## Begin Source

Oh, many times, many times. And I think that was the mistake or the thing that I didn't realize is that you can say that, but you don't realize that you're already in it.


Before it got physical, did you recognize any of it as abusive?


I don't think I called it that. One thing that he would do, which actually now we know is illegal, it's referred to as stealthing, and he would remove condoms when I didn't know, or being pressured, like constantly pressured, for sex until you're worn down. And, that's what comes with the territory of having the privilege of having a boyfriend. If you remember Nana aba, the only case that was really public that my generation had dealt with of partner violence was Chris Brown and Rihanna. And, I remember being at school, and those conversations happening, and the only thing I ever heard was, ‘Well, she must have done something to deserve it. She must have made him angry. She must have been cheating.’ It was a complete kind of victim blaming of Rihanna, and everyone at my school adored Chris Brown.


Well, the information you did get with the two musicians, Chris Brown and Rihanna, was an extreme one where you had Chris Brown physically beating Rihanna. And, I'm wondering if at that point, you were thinking that what he was doing at the time wasn't so bad in comparison?


Yeah, I think it was that. I think it was like, ‘Well, you know, see it could be worse. See, this is actually what abuse looks like.’ And, in the years that I've been reporting on this, it tends to be that young women, that's when they can identify it. ‘Well, it's only abuse if he's hit me.’


So, at what point did you realize, ‘I need to get out’?


I was in Grade 12, and the emotional abuse was really hard to deal with. Like, I felt like I was drowning and again, I didn't know that it was abuse, but I didn't feel good about it and something in my gut was just like, ‘This is wrong. It's not supposed to be like this.’ So, I started trying to break up with him and he would beg me not to break up with him, and I felt really bad.

## End Source
## Begin Dataset excerpt

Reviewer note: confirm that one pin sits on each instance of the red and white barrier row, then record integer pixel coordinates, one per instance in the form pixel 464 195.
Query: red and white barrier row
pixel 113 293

## End Dataset excerpt

Objectives:
**a)** List every explanation for the violence against Rihanna that, according to the interview, the speaker heard at school.
**b)** According to the interview, what grade was the speaker in when she began trying to break up with him?
**c)** Quote the interview between "I don't think" and "adored Chris Brown.", inclusive.

Expected outputs:
**a)**
- She must have done something to deserve it.
- She must have made him angry.
- She must have been cheating.

**b)** Grade 12.

**c)**
I don't think I called it that. One thing that he would do, which actually now we know is illegal, it's referred to as stealthing, and he would remove condoms when I didn't know, or being pressured, like constantly pressured, for sex until you're worn down. And, that's what comes with the territory of having the privilege of having a boyfriend. If you remember Nana aba, the only case that was really public that my generation had dealt with of partner violence was Chris Brown and Rihanna. And, I remember being at school, and those conversations happening, and the only thing I ever heard was, ‘Well, she must have done something to deserve it. She must have made him angry. She must have been cheating.’ It was a complete kind of victim blaming of Rihanna, and everyone at my school adored Chris Brown.